**文書:**
╔══
メーデーや事務所に残す電話番

携帯電話の普及でこういうこともなくなったであろうし、メーデー自体もずいぶん変わったと思う。積極的に組合活動をしたほうではなかったが、どうしても逃れられずに役員をしたこともあった。戸の開け閉めにも苦労するようなプレハブの組合事務所には、大きな電気ポットがあり、各種のカップ麺が常備されていた。もうもうと立つ紫煙の渦と、輪転機のインクの匂いと、若さだけはあった。(2002年春詠)

朝つばめ川面の影にふるるほど

時に左、時に右と舵をとりながら、実際時々は水面に触れているのだろうと思えるぐらいの位置を滑って行く。天候や風向き、気温によって餌となる虫のいる高度が異なるのだろう。いつもこうとは限らない。それにしても、すごい動体視力だと思う。(2009年春詠)

春炬燵父に無心の迷ひ猫

晩年の両親はいろんな動物を飼っていた。ある時は九官鳥であったり、ある時は亀であったり、ある時は猫であったりした。帰省する度に新たな家族が増えたり減ったり、入れ替わったりした。その猫は見慣れぬ私など気にせず炬燵の父にしっかりとスリスリし、父も「どこから来たかわからん」と言いながら満更ではなさそうな顔で餌をやるのであった。(2002年春詠)
╚══
**データ行:**
╔══
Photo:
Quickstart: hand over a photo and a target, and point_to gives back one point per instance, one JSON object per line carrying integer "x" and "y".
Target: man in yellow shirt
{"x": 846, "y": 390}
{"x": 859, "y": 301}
╚══
**短い問題:**
俳句の文書のうち、「時に左、時に右と舵をとりなが」から「であった。(2002年春詠)」までをすべて一字一句違えずに書き写してください。

**完成した演習:**
時に左、時に右と舵をとりながら、実際時々は水面に触れているのだろうと思えるぐらいの位置を滑って行く。天候や風向き、気温によって餌となる虫のいる高度が異なるのだろう。いつもこうとは限らない。それにしても、すごい動体視力だと思う。(2009年春詠)

春炬燵父に無心の迷ひ猫

晩年の両親はいろんな動物を飼っていた。ある時は九官鳥であったり、ある時は亀であったり、ある時は猫であったりした。帰省する度に新たな家族が増えたり減ったり、入れ替わったりした。その猫は見慣れぬ私など気にせず炬燵の父にしっかりとスリスリし、父も「どこから来たかわからん」と言いながら満更ではなさそうな顔で餌をやるのであった。(2002年春詠)